• Prompt a:
Name every person identified by name in the article on the Karabakh peace talks below.

-- BEGIN Extract to read --

The remarks highlighted
the Karabakh Republic’s serious misgivings about the basic
principles of a Karabakh settlement proposed by the U.S.,
Russian and French mediators co-chairing the OSCE Minsk Group.
Hakobian’s remarks came as
the US Co-chair of the OSCE Minks Group, Matthew Bryza,
announced the same day that the liberated territories
surrounding the Nagorno-Karabakh Republic will be turned over to
Azerbaijan with plans to resettle those areas with so-called
Azeri refugees and that Karabakh will be granted a new status,
the nature of which is the subject of negotiations.
The peace talks, currently
between Armenia and Azerbaijan, call for the return of at least
six of those liberated districts, which have served as a buffer
zone preventing a renewed Azerbaijani attack since a cease fire
was signed in 1994. The return of those districts would also be
followed by a referendum of self-determination in Karabakh.
“It is impossible to
implement any decision not accepted by the Nagorno-Karabakh
people,” said Hakobian, adding that Armenia’s President Serzh
Sarkisian should “not make a decision that could harm the
Nagorno-Karabakh Republic.”
A referendum on December
10 1991 already approved Karabakh’s declaration of independence
in accordance with the Soviet Constitution. An overwhelming
majority of voters (98.6%) in Karabakh turned out for a second
referendum that same day in 2006, voting to approve a new
constitution reaffirming that Nagorno-Karabakh is a sovereign
state.

-- END Extract to read --
-- BEGIN Dataset extract --

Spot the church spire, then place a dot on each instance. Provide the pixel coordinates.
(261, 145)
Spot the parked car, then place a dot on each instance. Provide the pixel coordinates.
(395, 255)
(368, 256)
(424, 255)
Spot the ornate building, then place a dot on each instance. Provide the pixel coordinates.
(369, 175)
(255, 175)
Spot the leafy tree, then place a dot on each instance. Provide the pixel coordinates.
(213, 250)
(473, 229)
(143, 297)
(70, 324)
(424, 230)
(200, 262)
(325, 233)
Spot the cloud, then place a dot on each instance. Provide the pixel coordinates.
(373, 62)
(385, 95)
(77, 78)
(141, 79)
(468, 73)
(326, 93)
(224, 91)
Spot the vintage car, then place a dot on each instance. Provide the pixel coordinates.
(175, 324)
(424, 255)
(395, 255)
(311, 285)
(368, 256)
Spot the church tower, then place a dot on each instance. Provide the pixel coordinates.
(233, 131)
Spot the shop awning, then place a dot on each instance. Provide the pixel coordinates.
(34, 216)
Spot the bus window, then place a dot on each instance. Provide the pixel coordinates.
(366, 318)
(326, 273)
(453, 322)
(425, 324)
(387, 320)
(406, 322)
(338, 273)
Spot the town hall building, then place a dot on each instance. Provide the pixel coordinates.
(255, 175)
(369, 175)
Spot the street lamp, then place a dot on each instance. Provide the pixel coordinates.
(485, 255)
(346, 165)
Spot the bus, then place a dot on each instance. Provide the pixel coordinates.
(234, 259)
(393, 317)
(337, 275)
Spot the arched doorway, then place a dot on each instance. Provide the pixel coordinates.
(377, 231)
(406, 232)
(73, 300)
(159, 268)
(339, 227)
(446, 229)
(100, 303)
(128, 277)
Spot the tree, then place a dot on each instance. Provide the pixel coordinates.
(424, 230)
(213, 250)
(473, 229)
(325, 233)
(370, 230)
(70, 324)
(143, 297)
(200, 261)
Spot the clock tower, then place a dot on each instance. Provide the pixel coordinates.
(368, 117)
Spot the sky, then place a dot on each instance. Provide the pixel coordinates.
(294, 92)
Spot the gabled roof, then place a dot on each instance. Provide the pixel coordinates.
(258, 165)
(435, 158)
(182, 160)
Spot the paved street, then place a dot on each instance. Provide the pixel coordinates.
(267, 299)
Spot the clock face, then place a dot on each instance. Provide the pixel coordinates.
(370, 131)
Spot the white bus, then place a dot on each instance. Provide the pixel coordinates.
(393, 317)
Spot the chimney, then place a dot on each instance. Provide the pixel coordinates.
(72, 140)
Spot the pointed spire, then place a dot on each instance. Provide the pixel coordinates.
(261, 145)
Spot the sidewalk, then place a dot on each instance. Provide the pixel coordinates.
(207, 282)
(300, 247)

-- END Dataset extract --

• Prompt b:
Echo the location labeling rows above exactly, everything from the line that contains "Spot the gabled" down to the end of the rows, with both ends included.

• Task result a:
Hakobian, Matthew Bryza, Serzh Sarkisian

• Task result b:
Spot the gabled roof, then place a dot on each instance. Provide the pixel coordinates.
(258, 165)
(435, 158)
(182, 160)
Spot the paved street, then place a dot on each instance. Provide the pixel coordinates.
(267, 299)
Spot the clock face, then place a dot on each instance. Provide the pixel coordinates.
(370, 131)
Spot the white bus, then place a dot on each instance. Provide the pixel coordinates.
(393, 317)
Spot the chimney, then place a dot on each instance. Provide the pixel coordinates.
(72, 140)
Spot the pointed spire, then place a dot on each instance. Provide the pixel coordinates.
(261, 145)
Spot the sidewalk, then place a dot on each instance. Provide the pixel coordinates.
(207, 282)
(300, 247)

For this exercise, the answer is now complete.